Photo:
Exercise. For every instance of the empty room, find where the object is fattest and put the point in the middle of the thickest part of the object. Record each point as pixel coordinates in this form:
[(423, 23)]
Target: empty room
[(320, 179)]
- - - -
Task details: Reproduce the listing above line for line, with no changes.

Answer below:
Photo:
Exercise. For every instance of the empty room, find where the object is fattest and put the point in the middle of the thickest part of the object. Record each point as pixel coordinates in this form:
[(423, 23)]
Target: empty room
[(320, 179)]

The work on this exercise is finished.